# The records
════
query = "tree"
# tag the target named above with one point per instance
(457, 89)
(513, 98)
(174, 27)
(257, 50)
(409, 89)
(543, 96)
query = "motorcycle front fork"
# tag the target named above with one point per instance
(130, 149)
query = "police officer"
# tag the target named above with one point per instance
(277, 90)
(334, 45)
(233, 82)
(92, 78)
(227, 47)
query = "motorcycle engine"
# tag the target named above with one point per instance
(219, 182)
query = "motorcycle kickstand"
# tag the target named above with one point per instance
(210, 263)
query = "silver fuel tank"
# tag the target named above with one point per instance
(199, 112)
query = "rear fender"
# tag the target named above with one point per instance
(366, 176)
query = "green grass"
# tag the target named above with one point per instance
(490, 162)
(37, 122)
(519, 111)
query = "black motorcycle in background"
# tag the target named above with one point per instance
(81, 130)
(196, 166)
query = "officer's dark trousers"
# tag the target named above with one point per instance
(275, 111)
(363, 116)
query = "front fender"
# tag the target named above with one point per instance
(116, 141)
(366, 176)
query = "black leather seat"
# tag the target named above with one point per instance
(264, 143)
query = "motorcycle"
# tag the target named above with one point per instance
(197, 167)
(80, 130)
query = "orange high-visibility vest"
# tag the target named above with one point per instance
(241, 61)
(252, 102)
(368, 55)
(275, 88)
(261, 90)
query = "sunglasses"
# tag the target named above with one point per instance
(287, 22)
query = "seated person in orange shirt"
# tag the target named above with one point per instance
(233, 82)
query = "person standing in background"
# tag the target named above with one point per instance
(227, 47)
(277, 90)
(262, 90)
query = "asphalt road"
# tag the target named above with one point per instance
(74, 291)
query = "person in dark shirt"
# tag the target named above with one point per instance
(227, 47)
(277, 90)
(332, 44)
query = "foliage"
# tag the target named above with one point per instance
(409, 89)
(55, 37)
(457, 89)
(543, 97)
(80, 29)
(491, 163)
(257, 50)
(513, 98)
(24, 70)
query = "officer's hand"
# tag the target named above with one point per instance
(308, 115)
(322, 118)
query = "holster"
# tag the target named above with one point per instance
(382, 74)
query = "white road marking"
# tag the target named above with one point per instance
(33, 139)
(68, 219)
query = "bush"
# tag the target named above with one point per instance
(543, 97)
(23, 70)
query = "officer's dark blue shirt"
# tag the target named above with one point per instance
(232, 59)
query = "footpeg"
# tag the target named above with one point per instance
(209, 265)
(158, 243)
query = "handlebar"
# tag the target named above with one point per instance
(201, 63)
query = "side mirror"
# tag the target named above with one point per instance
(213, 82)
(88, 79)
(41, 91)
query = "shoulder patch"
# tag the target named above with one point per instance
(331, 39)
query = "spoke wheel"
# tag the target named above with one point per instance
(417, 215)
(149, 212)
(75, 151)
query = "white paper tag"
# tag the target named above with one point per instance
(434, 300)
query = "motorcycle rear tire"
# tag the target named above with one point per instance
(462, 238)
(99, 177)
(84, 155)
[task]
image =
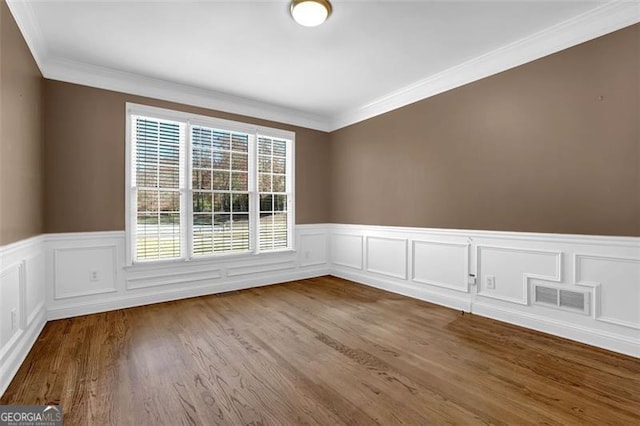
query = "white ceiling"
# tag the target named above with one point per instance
(251, 53)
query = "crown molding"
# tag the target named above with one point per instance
(136, 84)
(595, 23)
(26, 20)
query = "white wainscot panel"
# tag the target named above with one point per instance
(313, 249)
(346, 250)
(387, 256)
(511, 270)
(10, 297)
(84, 271)
(442, 264)
(144, 276)
(35, 290)
(616, 282)
(260, 268)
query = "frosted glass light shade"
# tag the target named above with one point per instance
(310, 13)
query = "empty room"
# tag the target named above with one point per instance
(323, 212)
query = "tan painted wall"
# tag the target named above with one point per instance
(85, 159)
(551, 146)
(21, 175)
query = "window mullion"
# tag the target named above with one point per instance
(254, 197)
(186, 209)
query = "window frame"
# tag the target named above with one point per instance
(186, 191)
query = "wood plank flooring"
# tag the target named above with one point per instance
(320, 351)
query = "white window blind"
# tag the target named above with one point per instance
(274, 193)
(202, 187)
(157, 187)
(220, 161)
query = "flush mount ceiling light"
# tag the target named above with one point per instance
(310, 13)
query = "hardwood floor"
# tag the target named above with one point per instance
(319, 351)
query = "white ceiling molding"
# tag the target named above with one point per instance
(602, 20)
(26, 20)
(135, 84)
(595, 23)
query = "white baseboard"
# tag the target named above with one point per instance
(416, 292)
(589, 336)
(133, 300)
(440, 266)
(18, 348)
(422, 263)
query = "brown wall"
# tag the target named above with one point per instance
(551, 146)
(85, 159)
(21, 173)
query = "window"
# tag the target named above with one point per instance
(199, 187)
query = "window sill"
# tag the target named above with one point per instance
(204, 260)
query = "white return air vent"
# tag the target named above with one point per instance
(568, 300)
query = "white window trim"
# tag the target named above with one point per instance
(186, 243)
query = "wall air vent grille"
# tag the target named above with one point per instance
(567, 300)
(547, 295)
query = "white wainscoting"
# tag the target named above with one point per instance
(22, 303)
(442, 263)
(88, 272)
(63, 275)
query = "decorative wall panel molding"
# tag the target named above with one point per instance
(508, 265)
(427, 264)
(84, 271)
(616, 277)
(441, 264)
(387, 256)
(346, 250)
(22, 303)
(313, 248)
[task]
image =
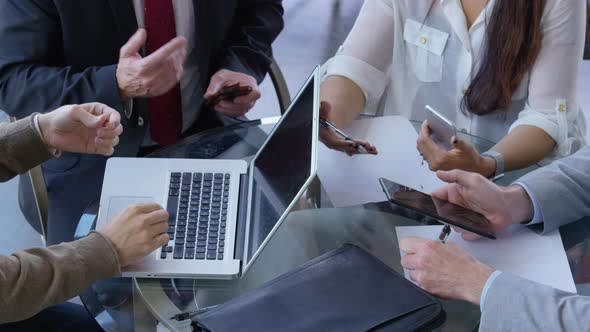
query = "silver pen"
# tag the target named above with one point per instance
(328, 125)
(444, 234)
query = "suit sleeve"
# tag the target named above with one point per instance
(248, 48)
(34, 279)
(33, 77)
(562, 190)
(515, 304)
(21, 148)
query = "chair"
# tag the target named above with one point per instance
(280, 85)
(37, 180)
(587, 48)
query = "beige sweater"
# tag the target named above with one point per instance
(34, 279)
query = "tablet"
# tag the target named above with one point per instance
(440, 210)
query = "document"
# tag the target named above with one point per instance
(355, 180)
(519, 250)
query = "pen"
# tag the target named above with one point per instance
(328, 125)
(444, 234)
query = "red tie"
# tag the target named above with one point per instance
(165, 110)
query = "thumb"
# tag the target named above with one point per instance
(89, 120)
(134, 44)
(454, 176)
(461, 144)
(325, 109)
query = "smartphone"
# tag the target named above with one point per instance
(229, 93)
(440, 210)
(442, 129)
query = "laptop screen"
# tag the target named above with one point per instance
(282, 167)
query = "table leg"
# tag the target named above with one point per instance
(142, 317)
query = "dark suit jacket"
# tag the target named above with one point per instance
(56, 52)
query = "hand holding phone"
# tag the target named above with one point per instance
(336, 139)
(440, 210)
(442, 129)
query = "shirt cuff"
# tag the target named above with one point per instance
(370, 80)
(54, 152)
(538, 214)
(486, 287)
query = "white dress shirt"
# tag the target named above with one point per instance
(184, 14)
(401, 66)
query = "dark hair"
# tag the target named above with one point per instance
(512, 44)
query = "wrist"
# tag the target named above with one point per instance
(487, 166)
(480, 274)
(123, 93)
(518, 204)
(44, 123)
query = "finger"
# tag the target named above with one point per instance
(105, 151)
(109, 133)
(410, 245)
(231, 109)
(461, 144)
(325, 110)
(159, 228)
(156, 216)
(162, 240)
(460, 177)
(425, 129)
(248, 99)
(114, 119)
(368, 147)
(409, 261)
(134, 44)
(175, 45)
(102, 143)
(442, 193)
(468, 236)
(414, 276)
(148, 207)
(87, 119)
(216, 84)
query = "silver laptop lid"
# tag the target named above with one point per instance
(283, 168)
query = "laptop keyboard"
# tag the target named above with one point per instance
(198, 205)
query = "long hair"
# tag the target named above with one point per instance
(512, 44)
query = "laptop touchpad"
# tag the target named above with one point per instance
(120, 203)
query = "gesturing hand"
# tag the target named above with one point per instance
(502, 206)
(88, 128)
(240, 105)
(153, 75)
(137, 231)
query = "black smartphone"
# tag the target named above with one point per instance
(440, 210)
(229, 93)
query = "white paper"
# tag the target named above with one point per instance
(355, 180)
(520, 251)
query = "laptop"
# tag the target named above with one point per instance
(222, 212)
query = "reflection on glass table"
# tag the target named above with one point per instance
(122, 304)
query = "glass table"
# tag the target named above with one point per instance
(314, 228)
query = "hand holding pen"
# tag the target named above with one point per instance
(336, 139)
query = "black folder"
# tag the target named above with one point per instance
(344, 290)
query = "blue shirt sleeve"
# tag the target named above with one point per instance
(486, 287)
(538, 217)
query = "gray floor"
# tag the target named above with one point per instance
(313, 32)
(311, 35)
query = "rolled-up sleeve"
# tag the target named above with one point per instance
(365, 57)
(552, 103)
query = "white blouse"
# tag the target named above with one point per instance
(401, 66)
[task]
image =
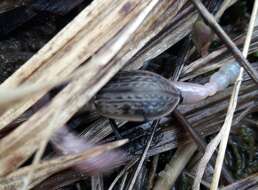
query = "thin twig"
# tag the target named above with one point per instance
(223, 144)
(225, 38)
(154, 125)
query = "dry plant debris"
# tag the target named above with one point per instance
(104, 38)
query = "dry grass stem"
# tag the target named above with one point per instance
(174, 168)
(47, 168)
(224, 140)
(74, 96)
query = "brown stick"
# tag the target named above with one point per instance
(210, 20)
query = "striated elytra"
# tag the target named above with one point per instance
(137, 96)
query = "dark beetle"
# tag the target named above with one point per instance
(137, 96)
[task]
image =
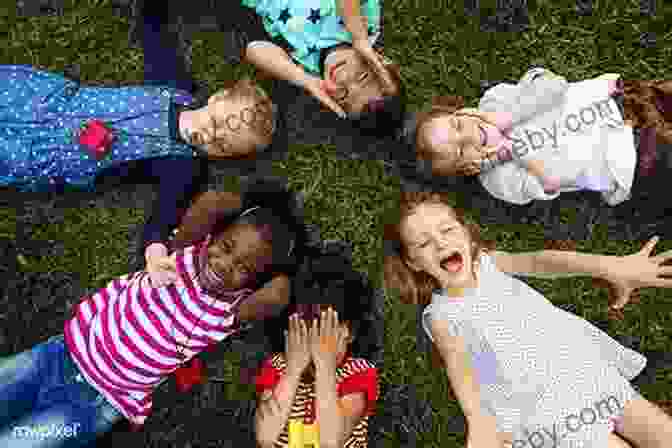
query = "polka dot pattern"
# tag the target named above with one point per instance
(544, 365)
(41, 114)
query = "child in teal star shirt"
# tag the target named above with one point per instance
(326, 47)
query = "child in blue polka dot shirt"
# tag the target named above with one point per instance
(157, 131)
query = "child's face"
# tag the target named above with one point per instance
(439, 245)
(238, 254)
(357, 82)
(235, 122)
(456, 140)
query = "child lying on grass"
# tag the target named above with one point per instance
(326, 47)
(544, 135)
(127, 337)
(318, 389)
(517, 364)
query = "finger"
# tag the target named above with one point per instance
(663, 256)
(659, 283)
(649, 246)
(621, 301)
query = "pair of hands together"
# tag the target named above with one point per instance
(320, 88)
(322, 342)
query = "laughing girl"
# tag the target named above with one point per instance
(127, 337)
(517, 364)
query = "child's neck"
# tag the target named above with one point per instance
(190, 121)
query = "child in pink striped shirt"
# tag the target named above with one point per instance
(127, 337)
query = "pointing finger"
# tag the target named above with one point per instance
(648, 247)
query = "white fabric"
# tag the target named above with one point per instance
(604, 150)
(536, 364)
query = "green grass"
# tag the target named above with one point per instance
(442, 52)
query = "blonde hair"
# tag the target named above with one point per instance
(262, 126)
(415, 287)
(440, 106)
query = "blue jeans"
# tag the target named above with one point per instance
(45, 402)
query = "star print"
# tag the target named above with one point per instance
(285, 16)
(315, 16)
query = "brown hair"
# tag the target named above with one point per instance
(416, 287)
(644, 104)
(381, 116)
(262, 125)
(439, 107)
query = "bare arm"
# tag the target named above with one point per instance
(552, 264)
(274, 409)
(275, 61)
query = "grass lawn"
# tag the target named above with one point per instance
(441, 51)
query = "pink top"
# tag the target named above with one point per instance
(123, 337)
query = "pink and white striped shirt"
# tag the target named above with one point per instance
(123, 338)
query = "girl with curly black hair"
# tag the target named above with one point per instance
(318, 386)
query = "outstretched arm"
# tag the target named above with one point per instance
(552, 264)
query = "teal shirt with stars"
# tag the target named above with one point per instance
(310, 26)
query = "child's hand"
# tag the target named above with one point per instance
(326, 340)
(297, 349)
(317, 88)
(639, 270)
(161, 268)
(373, 59)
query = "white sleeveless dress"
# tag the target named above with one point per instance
(543, 372)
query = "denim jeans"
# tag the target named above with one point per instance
(45, 402)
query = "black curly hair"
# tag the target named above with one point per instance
(326, 277)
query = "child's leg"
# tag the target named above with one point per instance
(645, 425)
(21, 377)
(66, 424)
(66, 410)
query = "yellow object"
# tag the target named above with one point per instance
(302, 435)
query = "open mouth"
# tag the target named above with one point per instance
(453, 262)
(334, 68)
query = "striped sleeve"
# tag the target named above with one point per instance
(363, 378)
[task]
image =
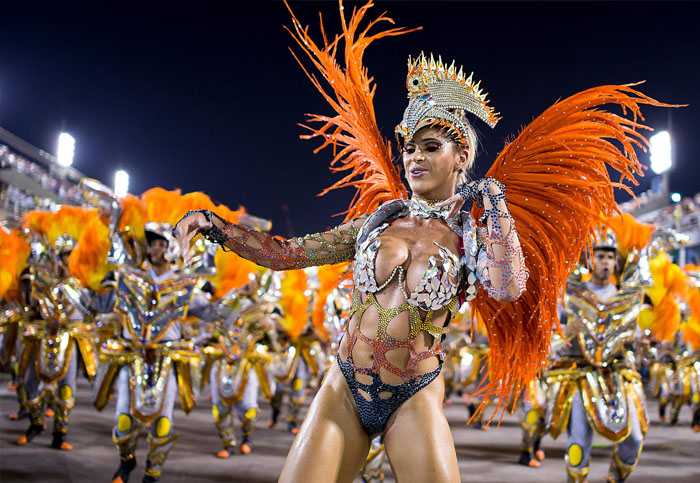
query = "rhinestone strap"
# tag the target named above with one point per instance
(505, 264)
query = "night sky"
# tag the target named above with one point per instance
(206, 96)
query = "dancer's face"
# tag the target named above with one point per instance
(603, 265)
(432, 161)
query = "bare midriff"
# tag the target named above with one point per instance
(386, 335)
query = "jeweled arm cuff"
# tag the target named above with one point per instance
(333, 246)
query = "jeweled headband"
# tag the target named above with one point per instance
(442, 95)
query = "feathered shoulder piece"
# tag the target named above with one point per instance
(669, 286)
(14, 253)
(231, 272)
(329, 277)
(556, 174)
(360, 152)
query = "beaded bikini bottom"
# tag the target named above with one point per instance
(374, 415)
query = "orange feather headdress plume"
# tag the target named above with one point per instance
(14, 253)
(555, 172)
(690, 330)
(294, 302)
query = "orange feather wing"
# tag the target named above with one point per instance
(558, 185)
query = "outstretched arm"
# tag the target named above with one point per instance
(333, 246)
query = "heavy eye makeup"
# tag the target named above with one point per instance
(429, 146)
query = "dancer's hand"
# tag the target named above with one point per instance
(188, 226)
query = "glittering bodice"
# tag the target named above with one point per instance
(438, 285)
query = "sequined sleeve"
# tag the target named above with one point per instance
(501, 260)
(333, 246)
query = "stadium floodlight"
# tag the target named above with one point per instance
(660, 146)
(121, 183)
(66, 149)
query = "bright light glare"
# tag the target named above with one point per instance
(66, 149)
(121, 183)
(660, 145)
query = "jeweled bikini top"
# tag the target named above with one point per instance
(441, 281)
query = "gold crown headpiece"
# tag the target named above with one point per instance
(442, 94)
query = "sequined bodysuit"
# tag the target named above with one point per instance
(380, 389)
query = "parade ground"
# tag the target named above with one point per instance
(670, 453)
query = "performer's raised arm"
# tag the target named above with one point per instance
(332, 246)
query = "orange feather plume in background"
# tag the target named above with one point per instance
(14, 253)
(360, 151)
(557, 181)
(294, 302)
(630, 234)
(329, 276)
(669, 286)
(232, 272)
(88, 260)
(555, 172)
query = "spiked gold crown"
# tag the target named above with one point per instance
(442, 94)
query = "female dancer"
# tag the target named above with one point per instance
(416, 256)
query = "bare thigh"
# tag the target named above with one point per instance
(419, 442)
(331, 446)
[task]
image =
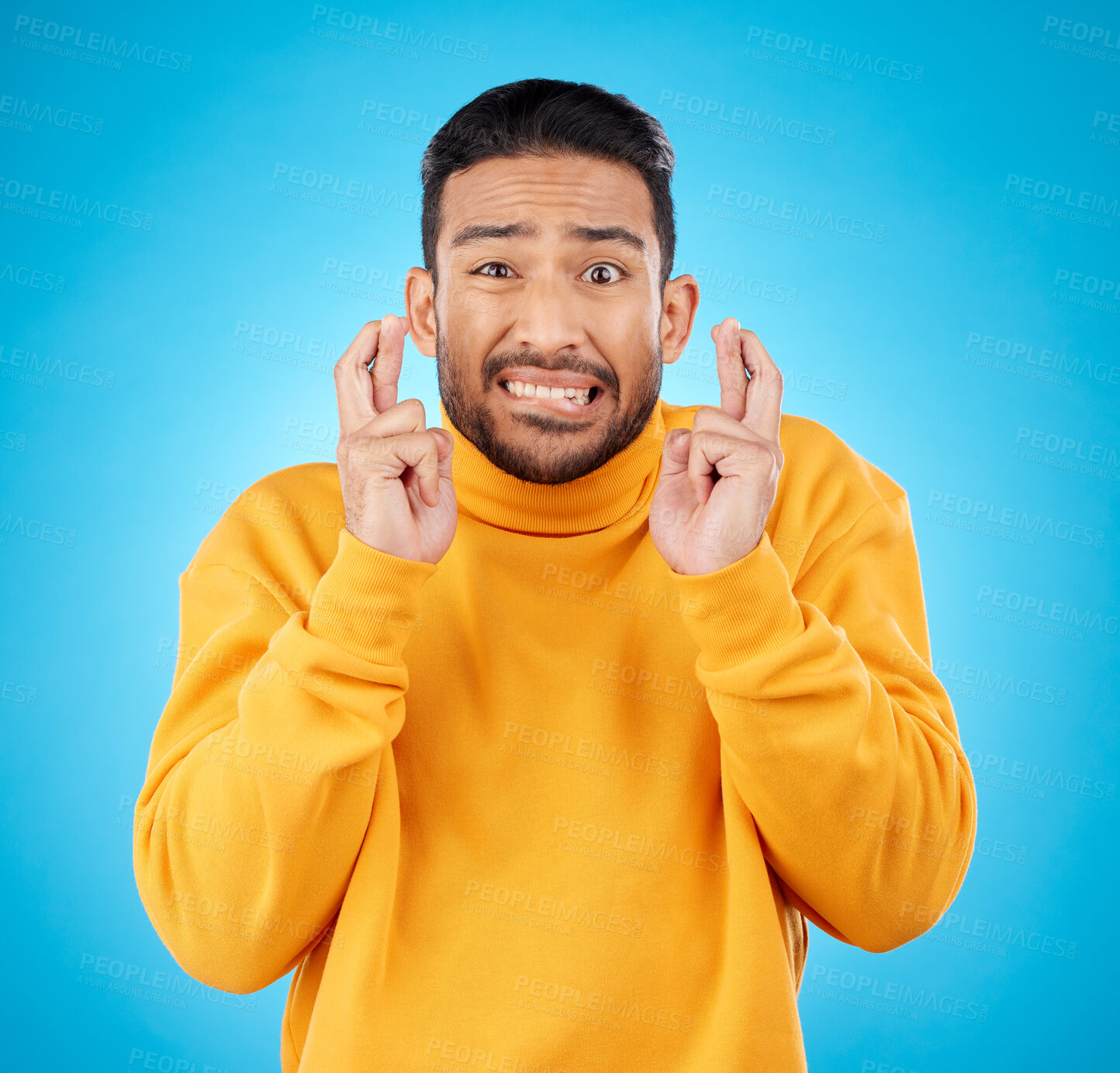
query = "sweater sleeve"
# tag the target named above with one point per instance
(835, 733)
(264, 768)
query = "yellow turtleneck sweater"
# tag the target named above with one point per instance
(549, 806)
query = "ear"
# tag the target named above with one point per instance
(420, 309)
(678, 312)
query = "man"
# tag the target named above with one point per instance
(534, 740)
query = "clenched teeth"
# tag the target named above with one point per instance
(519, 388)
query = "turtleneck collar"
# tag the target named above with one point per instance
(617, 490)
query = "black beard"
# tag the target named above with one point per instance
(559, 466)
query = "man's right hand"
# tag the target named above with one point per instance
(396, 475)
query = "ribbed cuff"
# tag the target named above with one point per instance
(752, 609)
(368, 601)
════
# Required work
Please report how many lines in the records contain the string "window", and write nothing besides that number.

# Exercise result
6